- WHAT YOU WILL DO -
Could you swap "Query" for "Target" throughout the rows from the start of the records through the line holding "column 370, row 92", inclusive, keeping everything else the same and omitting the pictures?

- INPUT FOR THIS TASK -

========

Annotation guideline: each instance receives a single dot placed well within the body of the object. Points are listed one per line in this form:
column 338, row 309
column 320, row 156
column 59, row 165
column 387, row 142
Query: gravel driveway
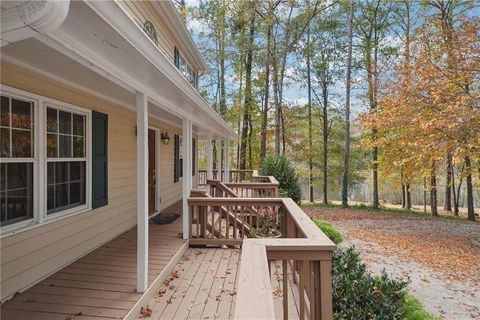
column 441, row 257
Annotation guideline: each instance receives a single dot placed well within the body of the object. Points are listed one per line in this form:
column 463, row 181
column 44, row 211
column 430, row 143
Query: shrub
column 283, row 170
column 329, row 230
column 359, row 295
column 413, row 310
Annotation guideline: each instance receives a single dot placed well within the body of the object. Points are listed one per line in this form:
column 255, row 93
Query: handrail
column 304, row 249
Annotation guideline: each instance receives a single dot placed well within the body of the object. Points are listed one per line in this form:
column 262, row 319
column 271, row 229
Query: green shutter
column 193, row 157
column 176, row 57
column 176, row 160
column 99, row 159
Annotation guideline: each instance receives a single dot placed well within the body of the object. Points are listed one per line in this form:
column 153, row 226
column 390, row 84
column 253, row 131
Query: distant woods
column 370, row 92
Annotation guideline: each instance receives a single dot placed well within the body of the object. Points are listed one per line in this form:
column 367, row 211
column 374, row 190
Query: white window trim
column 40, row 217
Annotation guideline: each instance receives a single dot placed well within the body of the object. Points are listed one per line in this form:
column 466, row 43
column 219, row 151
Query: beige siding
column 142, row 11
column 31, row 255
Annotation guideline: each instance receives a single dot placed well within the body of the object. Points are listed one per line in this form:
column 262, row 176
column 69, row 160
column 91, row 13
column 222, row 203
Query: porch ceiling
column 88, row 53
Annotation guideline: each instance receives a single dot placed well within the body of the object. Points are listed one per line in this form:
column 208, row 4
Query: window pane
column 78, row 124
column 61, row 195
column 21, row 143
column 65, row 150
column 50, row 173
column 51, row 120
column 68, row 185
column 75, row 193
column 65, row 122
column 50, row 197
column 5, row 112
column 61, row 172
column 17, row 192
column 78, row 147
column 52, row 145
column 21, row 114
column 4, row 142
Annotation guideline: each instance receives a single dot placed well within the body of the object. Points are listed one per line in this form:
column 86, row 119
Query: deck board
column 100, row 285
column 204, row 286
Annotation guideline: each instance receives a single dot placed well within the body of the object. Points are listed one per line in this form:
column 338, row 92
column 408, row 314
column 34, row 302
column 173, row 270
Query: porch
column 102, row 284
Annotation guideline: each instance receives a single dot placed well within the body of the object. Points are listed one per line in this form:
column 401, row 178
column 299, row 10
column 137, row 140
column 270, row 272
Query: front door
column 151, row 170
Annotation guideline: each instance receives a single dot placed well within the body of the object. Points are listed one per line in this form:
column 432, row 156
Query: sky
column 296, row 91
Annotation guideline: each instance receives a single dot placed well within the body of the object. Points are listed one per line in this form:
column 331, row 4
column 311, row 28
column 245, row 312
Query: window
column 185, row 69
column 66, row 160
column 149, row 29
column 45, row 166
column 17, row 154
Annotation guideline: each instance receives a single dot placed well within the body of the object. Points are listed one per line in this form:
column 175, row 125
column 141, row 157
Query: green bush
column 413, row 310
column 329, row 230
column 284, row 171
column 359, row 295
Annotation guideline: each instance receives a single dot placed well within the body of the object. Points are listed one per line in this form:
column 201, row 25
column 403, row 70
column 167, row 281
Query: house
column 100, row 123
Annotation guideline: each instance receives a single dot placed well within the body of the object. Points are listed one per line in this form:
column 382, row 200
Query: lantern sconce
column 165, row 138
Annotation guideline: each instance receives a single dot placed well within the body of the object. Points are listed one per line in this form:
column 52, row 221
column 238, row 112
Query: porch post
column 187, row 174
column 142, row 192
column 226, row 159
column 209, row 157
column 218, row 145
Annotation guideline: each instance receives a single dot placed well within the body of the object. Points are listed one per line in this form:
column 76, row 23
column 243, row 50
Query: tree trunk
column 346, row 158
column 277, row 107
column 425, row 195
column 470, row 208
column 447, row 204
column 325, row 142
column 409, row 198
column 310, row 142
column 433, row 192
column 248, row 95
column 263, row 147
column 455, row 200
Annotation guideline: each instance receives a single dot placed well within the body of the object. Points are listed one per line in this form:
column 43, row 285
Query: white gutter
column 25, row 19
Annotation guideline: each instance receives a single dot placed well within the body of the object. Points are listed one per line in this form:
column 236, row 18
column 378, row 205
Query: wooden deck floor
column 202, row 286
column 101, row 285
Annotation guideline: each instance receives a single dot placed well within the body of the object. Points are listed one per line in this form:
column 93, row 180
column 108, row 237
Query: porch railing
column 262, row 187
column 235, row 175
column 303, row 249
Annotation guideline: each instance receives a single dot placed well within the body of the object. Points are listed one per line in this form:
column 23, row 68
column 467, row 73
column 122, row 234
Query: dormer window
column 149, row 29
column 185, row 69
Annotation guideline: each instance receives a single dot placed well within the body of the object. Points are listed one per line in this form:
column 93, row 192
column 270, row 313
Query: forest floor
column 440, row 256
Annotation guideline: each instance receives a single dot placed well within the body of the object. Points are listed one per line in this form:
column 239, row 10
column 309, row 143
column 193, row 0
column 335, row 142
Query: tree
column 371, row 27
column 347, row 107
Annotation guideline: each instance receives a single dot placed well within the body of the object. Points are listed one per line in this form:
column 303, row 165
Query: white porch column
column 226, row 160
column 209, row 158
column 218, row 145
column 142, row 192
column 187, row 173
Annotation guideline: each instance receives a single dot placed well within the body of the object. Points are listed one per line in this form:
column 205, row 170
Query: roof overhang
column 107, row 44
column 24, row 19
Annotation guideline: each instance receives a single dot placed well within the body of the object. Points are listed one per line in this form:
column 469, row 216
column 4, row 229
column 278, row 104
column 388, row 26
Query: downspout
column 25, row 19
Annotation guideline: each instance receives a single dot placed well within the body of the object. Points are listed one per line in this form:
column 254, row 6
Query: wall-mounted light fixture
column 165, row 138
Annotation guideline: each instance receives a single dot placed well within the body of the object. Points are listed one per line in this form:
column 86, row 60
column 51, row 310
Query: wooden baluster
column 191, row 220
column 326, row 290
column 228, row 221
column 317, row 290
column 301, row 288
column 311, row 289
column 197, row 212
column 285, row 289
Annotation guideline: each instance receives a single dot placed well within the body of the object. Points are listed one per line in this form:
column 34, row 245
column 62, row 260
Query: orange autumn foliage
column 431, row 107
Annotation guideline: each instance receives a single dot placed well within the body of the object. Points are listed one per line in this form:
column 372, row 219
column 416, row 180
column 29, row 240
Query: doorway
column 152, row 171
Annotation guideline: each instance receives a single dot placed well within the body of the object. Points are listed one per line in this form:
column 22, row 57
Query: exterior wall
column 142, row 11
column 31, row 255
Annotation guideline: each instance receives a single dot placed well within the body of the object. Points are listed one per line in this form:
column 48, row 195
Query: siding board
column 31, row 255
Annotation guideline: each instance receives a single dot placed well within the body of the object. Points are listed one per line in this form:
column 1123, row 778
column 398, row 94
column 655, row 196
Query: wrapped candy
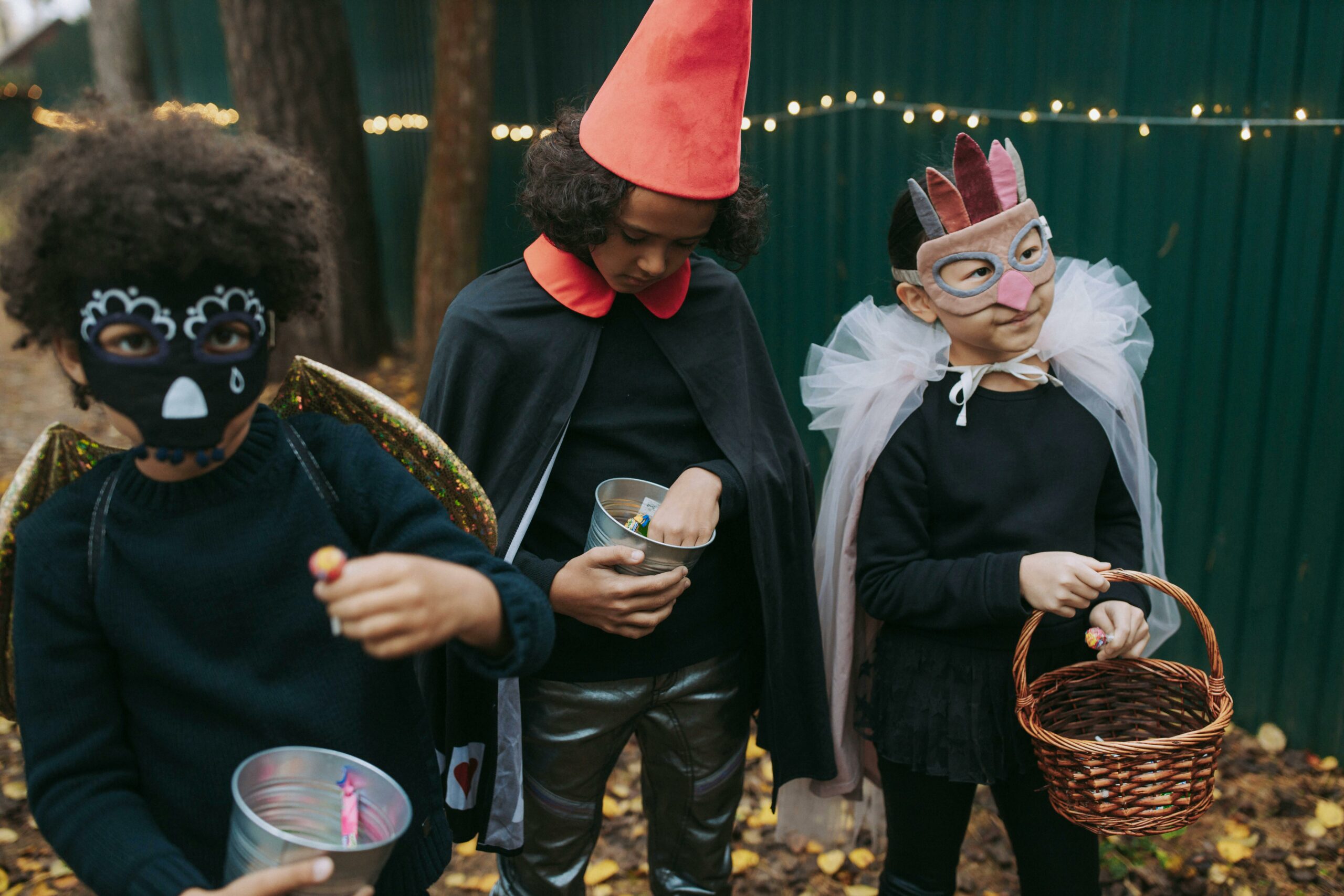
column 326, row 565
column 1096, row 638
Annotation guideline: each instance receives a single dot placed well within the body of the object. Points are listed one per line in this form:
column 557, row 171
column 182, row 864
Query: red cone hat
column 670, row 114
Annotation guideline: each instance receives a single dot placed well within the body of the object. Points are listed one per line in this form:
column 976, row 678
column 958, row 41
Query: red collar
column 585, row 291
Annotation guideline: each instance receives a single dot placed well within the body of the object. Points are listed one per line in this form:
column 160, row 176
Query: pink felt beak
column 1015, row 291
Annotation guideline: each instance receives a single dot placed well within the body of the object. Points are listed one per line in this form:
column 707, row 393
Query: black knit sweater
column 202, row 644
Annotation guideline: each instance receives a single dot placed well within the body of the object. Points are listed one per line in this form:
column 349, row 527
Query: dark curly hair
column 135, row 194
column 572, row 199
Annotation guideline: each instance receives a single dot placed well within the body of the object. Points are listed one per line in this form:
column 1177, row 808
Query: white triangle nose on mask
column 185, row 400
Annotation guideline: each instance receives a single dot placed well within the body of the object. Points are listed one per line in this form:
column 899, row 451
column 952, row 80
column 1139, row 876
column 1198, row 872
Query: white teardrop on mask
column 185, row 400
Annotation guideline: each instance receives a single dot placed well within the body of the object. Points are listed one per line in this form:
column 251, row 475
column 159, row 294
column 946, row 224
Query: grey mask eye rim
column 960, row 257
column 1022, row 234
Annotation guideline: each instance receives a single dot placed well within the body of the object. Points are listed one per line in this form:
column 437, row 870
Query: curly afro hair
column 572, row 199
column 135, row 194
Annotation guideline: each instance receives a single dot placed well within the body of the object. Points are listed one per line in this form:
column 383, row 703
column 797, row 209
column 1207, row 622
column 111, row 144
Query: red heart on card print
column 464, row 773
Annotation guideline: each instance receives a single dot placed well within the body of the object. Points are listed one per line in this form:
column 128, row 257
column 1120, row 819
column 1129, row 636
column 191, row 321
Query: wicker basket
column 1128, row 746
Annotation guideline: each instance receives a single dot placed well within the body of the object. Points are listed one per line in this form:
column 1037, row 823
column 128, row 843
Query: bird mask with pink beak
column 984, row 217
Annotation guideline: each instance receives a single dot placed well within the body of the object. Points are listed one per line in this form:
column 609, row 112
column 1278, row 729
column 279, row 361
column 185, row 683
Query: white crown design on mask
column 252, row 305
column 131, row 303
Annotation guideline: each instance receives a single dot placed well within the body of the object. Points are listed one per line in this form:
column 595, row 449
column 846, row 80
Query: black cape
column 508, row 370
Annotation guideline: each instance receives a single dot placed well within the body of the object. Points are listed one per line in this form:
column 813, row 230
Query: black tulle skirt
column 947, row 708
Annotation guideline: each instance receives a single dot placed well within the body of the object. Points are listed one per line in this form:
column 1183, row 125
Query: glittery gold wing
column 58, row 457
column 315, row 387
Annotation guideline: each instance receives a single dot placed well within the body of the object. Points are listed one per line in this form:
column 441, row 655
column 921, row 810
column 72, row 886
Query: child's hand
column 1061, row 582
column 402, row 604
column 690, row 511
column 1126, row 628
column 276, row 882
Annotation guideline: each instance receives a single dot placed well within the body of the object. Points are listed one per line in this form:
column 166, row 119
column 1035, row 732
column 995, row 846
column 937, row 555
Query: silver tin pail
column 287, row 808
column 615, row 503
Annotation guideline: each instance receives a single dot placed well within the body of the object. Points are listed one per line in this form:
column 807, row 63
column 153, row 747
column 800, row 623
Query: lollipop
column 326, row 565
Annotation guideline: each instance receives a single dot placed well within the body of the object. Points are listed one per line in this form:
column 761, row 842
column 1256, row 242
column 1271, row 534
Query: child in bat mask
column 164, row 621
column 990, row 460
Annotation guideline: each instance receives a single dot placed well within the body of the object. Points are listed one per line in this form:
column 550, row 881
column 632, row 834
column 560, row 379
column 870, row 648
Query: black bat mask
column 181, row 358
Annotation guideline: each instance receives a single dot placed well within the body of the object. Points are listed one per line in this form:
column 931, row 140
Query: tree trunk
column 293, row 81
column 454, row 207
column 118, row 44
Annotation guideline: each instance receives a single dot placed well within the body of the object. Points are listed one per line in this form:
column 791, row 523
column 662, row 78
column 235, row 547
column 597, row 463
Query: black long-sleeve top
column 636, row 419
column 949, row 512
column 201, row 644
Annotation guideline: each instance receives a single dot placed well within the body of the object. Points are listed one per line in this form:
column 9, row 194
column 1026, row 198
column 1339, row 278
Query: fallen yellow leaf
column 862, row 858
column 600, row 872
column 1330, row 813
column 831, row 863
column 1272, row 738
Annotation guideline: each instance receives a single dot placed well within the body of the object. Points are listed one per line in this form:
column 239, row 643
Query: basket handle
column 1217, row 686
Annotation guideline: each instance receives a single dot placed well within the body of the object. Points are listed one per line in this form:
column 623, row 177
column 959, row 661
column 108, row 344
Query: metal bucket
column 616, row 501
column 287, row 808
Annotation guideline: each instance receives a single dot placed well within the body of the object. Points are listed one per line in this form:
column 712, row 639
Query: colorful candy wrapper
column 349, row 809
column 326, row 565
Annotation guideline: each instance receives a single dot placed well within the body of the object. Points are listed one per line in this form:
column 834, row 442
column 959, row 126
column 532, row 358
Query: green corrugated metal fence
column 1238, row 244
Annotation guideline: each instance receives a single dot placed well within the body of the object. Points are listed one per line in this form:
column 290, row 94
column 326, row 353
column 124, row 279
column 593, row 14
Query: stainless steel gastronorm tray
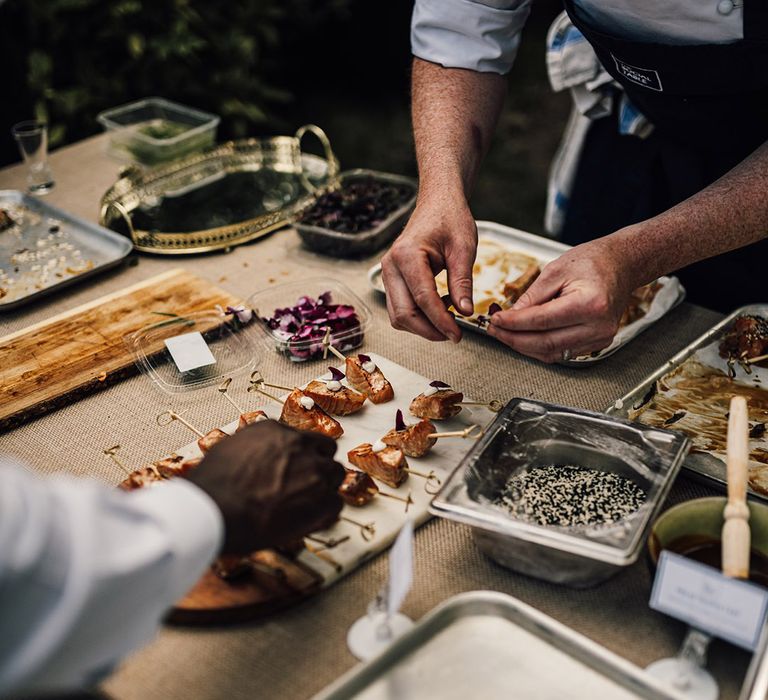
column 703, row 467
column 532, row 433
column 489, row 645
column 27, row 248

========

- ANSWER FOR THE TASK -
Annotation guideline: each instance receives a single dot placed well within the body of the object. Points are listed one per line in this form:
column 338, row 309
column 320, row 156
column 59, row 165
column 387, row 142
Target: gravel driveway
column 441, row 257
Annotation guideline: each instance receives a single dot placed well within the body of the object. Points are listed one per line in this form:
column 463, row 181
column 44, row 211
column 430, row 143
Target: shrub
column 283, row 170
column 329, row 230
column 359, row 295
column 413, row 310
Annotation guideline: each instance receives a single dot placed well within the body of the object. Points are listed one per line in this form:
column 255, row 93
Target: handrail
column 304, row 249
Annotation guideline: each instance receives a single dot placed well within the body of the object. Points are listed one per line in this form:
column 262, row 319
column 271, row 229
Target: green shutter
column 193, row 157
column 176, row 57
column 176, row 160
column 99, row 159
Annotation guideline: each instance receives a single dot placed well within the body of the object. Points are listed one per line in this form:
column 153, row 226
column 390, row 84
column 253, row 131
Target: distant woods
column 370, row 92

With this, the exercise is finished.